Point annotation dataset records:
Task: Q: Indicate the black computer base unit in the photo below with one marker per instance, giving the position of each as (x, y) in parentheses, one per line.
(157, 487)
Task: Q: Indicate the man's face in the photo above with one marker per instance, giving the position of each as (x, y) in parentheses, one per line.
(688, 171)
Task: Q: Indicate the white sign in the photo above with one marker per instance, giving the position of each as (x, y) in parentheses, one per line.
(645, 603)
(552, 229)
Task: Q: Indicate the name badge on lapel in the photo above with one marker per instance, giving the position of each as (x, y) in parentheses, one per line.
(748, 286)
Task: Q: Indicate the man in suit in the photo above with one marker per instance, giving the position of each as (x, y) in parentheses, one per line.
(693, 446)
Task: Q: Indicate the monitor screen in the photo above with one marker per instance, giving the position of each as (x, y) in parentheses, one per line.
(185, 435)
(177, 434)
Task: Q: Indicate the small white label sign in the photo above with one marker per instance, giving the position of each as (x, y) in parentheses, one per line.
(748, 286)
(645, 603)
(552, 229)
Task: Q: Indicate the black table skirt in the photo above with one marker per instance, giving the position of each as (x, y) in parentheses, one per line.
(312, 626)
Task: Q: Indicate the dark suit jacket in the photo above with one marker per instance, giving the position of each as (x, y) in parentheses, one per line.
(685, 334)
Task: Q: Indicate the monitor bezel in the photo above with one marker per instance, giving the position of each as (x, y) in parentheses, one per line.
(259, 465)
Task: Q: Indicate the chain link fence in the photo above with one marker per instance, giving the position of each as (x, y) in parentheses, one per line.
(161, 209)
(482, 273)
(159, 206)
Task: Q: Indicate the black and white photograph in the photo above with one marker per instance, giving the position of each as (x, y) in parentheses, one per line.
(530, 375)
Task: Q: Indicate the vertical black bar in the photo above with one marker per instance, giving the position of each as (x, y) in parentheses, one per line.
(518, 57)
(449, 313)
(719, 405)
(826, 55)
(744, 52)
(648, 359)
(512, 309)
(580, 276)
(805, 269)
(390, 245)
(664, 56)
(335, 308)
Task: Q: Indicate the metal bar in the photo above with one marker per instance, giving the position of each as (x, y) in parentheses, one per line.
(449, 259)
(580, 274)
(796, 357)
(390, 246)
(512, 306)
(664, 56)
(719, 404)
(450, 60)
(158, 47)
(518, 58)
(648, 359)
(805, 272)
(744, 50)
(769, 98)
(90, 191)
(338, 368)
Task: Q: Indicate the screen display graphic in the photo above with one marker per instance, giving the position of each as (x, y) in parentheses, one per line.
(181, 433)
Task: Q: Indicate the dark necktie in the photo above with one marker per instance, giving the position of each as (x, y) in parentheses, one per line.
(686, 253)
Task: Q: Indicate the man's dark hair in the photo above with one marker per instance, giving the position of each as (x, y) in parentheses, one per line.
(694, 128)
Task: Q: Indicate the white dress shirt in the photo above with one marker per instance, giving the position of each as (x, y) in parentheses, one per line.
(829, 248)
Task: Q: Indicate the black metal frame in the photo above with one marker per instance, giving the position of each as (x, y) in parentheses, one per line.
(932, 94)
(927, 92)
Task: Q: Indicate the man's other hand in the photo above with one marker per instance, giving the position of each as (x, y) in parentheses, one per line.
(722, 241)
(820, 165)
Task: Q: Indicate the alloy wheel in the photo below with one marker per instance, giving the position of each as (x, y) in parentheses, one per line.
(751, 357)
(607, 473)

◆ Stated exercise ◆
Extract, word for word, each line of the listing above.

◆ Task result ◆
Task: Q: Indicate the black computer base unit in the photo below with one marker per instance, giving the position of each as (x, y) in parentheses, one per line.
(157, 487)
Task: Q: Indicate the man's face in the photo above with one marker per instance, giving the position of each as (x, y) in parentheses, one per line.
(688, 171)
Task: Q: Indicate the white sign in the photo above with one marker per instance, giving the position of each as (x, y) in parentheses, one per line.
(645, 603)
(552, 229)
Task: Q: Indicate the name badge on lapel in the photo above with one marker per instance, giving the position of each as (x, y) in parentheses, one per line.
(748, 286)
Task: Q: Indicate the man in suit in the photo above with one marker per instance, giving the position of each as (x, y) in parentheses, one per line.
(693, 446)
Task: Q: Indicate the monitor screen in the photo above with one marker per instance, giving the position of each as (x, y) in parentheses, one per line.
(185, 435)
(177, 434)
Task: Q: Indicate the small white label sign in the photo above with one marker per instance, giving the position of each as (x, y) in parentheses, one per line.
(748, 286)
(645, 603)
(552, 229)
Task: Q: Indicate the black table skirt in the photo above with one marker per instance, giving the position of each as (x, y) in parentheses, one per line.
(312, 626)
Task: Q: Indicate the dark suit jacket in the photo above with one marker per instance, giving the position of each as (x, y) in parentheses, one per line.
(685, 334)
Task: Q: Indicate the monitor bezel in the photo above with one marker per instance, giving the position of each as (x, y) in parentheses, one per line.
(259, 465)
Task: Q: Indicate the chain link fence in the photo above with one marker per instance, giving the position of each as (x, y) in parentheses, one per line.
(161, 209)
(482, 273)
(159, 206)
Task: Q: Indicate the black and white photograph in the photo above with one marker per instance, giving the position of each as (x, y) in parentheses, one per line.
(530, 375)
Task: Q: Indicate the vertical black bar in the photo above with one marker per instance, giving the position of each as (x, y) in parentheses, one per line.
(518, 57)
(449, 313)
(719, 405)
(826, 55)
(744, 52)
(648, 359)
(512, 309)
(580, 276)
(805, 269)
(390, 245)
(664, 56)
(335, 308)
Task: Q: Indicate the metal bar in the photo above with one marker per instance, giving the position of each as (x, y) in parentheses, one per line.
(449, 259)
(580, 274)
(796, 357)
(390, 246)
(512, 306)
(664, 56)
(719, 404)
(450, 60)
(158, 47)
(518, 58)
(648, 359)
(805, 272)
(744, 50)
(769, 98)
(90, 191)
(338, 368)
Task: Q: Indicate the screen display graphic in the photo above with one marker per instance, giving the position of each as (x, y) in parentheses, one per line.
(181, 433)
Task: Q: Indicate the dark necktie in the photo above with one marker per instance, giving the position of each as (x, y) in parentheses, one per line.
(686, 253)
Task: Q: Indicate the man's dark hair in the photo above with one marker per instance, giving the position of each as (x, y) in parentheses, one per line.
(694, 128)
Task: Q: Indicate the white dress shirt in the photo above with one marker per instance, giving the position of each as (x, y) in parentheses, one per line.
(829, 248)
Task: Q: Indicate the black metal frame in the photo above with one marker per instance, giving the position of each as (x, y) in parentheses, one per line.
(932, 94)
(927, 92)
Task: Q: Indicate the man's other hand in the photo above with one marker per instance, giving the position of each as (x, y) in parentheses, one per line.
(722, 241)
(820, 165)
Task: Q: Indicate the alloy wheel in the photo below with one marker per instance, giving the position of each as (x, y) in parentheses, one per line.
(751, 357)
(607, 473)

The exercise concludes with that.